◆ OBJECTIVE A
In the pandas counting tutorial, what does the conditional filtering method add up to produce the count?
◆ OBJECTIVE B
Pick up the pandas counting tutorial after its last sentence and keep writing it.

***** EXCERPT TO READ

How to Count Occurrences of Specific Value in Pandas Column?
Let's learn how to count occurrences of a specific value in columns within a Pandas DataFrame using .value_counts() method and conditional filtering.
Count Occurrences of Specific Values using value_counts()
To count occurrences of values in a Pandas DataFrame, use the value_counts() method. This function helps analyze the frequency of values within a specific column or the entire Pandas DataFrame.
Let's start by setting up a sample DataFrame to demonstrate these methods. The DataFrame contains four columns: 'name', 'subjects', 'marks' and 'age'
# Example: Count Values in a DataFrame Column
import pandas as pd
# Create a DataFrame with 5 rows and 4 columns
data = pd.DataFrame({
'name': ['sravan', 'ojsawi', 'bobby', 'rohith',
'gnanesh', 'sravan', 'sravan', 'ojaswi'],
'subjects': ['java', 'php', 'java', 'php', 'java',
'html/css', 'python', 'R'],
'marks': [98, 90, 78, 91, 87, 78, 89, 90],
'age': [11, 23, 23, 21, 21, 21, 23, 21]
})
count_sravan = data['name'].value_counts().get('sravan', 0)
print("Occurrences of 'sravan':", count_sravan)
count_ojaswi = data['name'].value_counts().get('ojaswi', 0)
print("Occurrences of 'ojaswi':", count_ojaswi)
Output:
Occurrences of 'sravan': 3
Occurrences of 'ojaswi': 1
Each value_counts() method call specifies the column and value of interest to return the count of occurrences.
Syntax: data['column_name'].value_counts()[value]
where
- data: the input DataFrame.
- column_name: the target column in the DataFrame.
- value: the specific string or integer value to be counted within the column.
We can also count the occurrences of a specific value in a pandas column using following methods:
Table of Content
Using Conditional Filtering with sum()
This method compares values in the column with the specified value and then sums up True values, representing the count.

**********
***** GIVEN DATA

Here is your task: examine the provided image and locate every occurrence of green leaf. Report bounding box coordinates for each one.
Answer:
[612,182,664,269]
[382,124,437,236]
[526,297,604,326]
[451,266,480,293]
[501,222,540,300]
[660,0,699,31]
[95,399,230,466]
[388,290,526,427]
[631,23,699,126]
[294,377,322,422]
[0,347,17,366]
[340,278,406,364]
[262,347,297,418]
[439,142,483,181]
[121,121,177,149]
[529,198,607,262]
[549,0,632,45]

**********
***** GIVEN DATA

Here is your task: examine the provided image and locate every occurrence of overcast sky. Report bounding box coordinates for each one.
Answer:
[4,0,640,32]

**********
***** GIVEN DATA

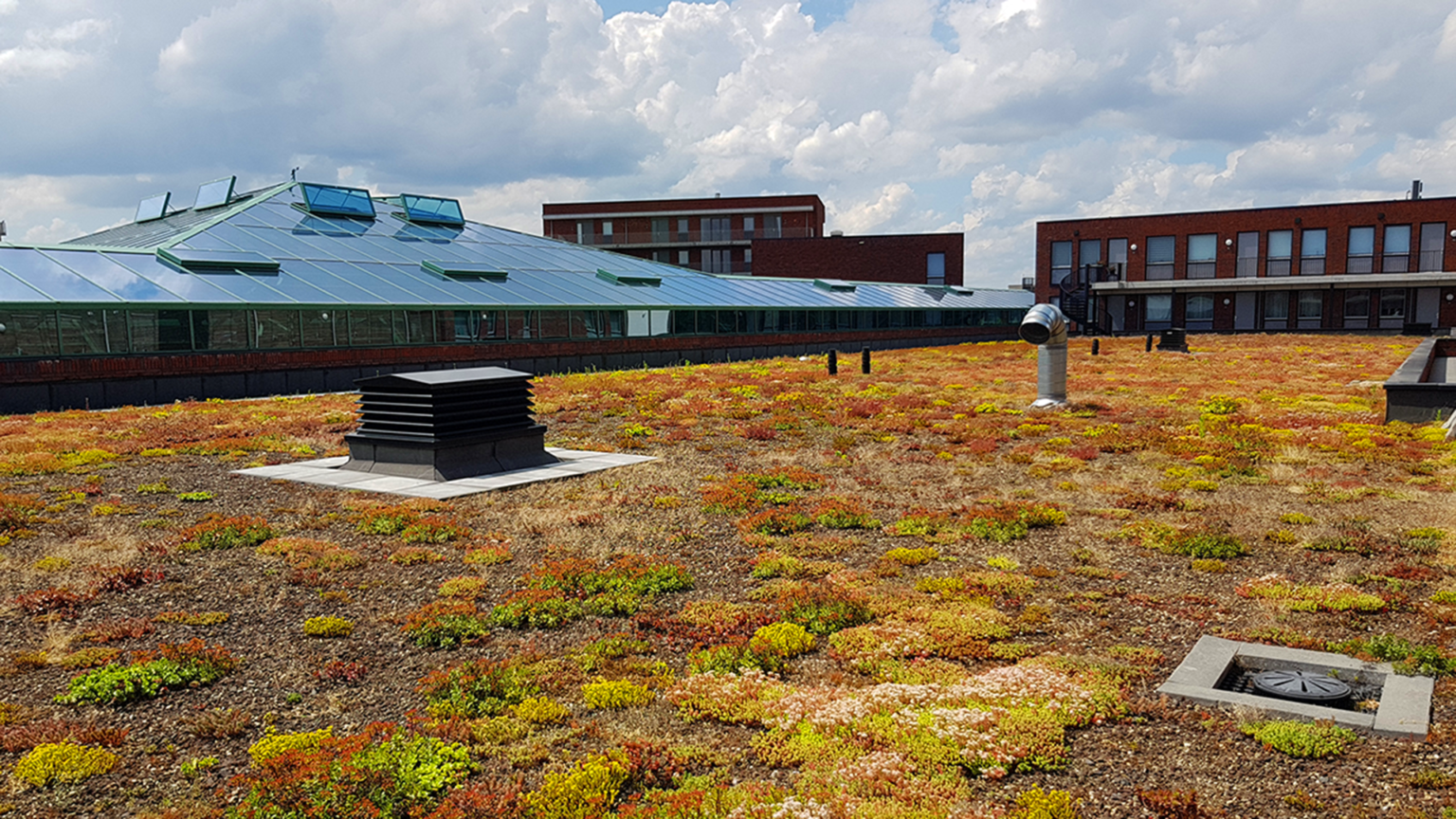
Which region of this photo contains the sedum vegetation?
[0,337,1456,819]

**********

◆ EXERCISE OUTPUT A
It sums the True values that result from comparing the column's values with the specified value.

◆ EXERCISE OUTPUT B
count_sravan = (data['name'] == 'sravan').sum()
print("Occurrences of 'sravan':", count_sravan)
count_gnanesh = (data['name'] == 'gnanesh').sum()
print("Occurrences of 'gnanesh':", count_gnanesh)
Output:
Occurrences of 'sravan': 3
Occurrences of 'gnanesh': 1
Using count() after Conditional Filtering
This approach filters the DataFrame for rows matching the condition, then counts the resulting rows.
count_sravan = data[data['name'] == 'sravan'].count()['name']
print("Occurrences of 'sravan':", count_sravan)
count_bobby = data[data['name'] == 'bobby'].count()['name']
print("Occurrences of 'bobby':", count_bobby)
Output:
Occurrences of 'sravan': 3
Occurrences of 'bobby': 1
Using len() after Conditional Filtering
Similar to the previous method, this one uses len() to get the length of the filtered DataFrame directly.
count_sravan = len(data[data['name'] == 'sravan'])
print("Occurrences of 'sravan':", count_sravan)
count_rohith = len(data[data['name'] == 'rohith'])
print("Occurrences of 'rohith':", count_rohith)
Output:
Occurrences of 'sravan': 3
Occurrences of 'rohith': 1
Using apply() with a Lambda Function
You can use the apply() function to create a custom function that checks each value. This method is useful if you want additional customization.
count_sravan = data['name'].apply(lambda x: x == 'sravan').sum()
print("Occurrences of 'sravan':", count_sravan)
count_ojaswi = data['name'].apply(lambda x: x == 'ojaswi').sum()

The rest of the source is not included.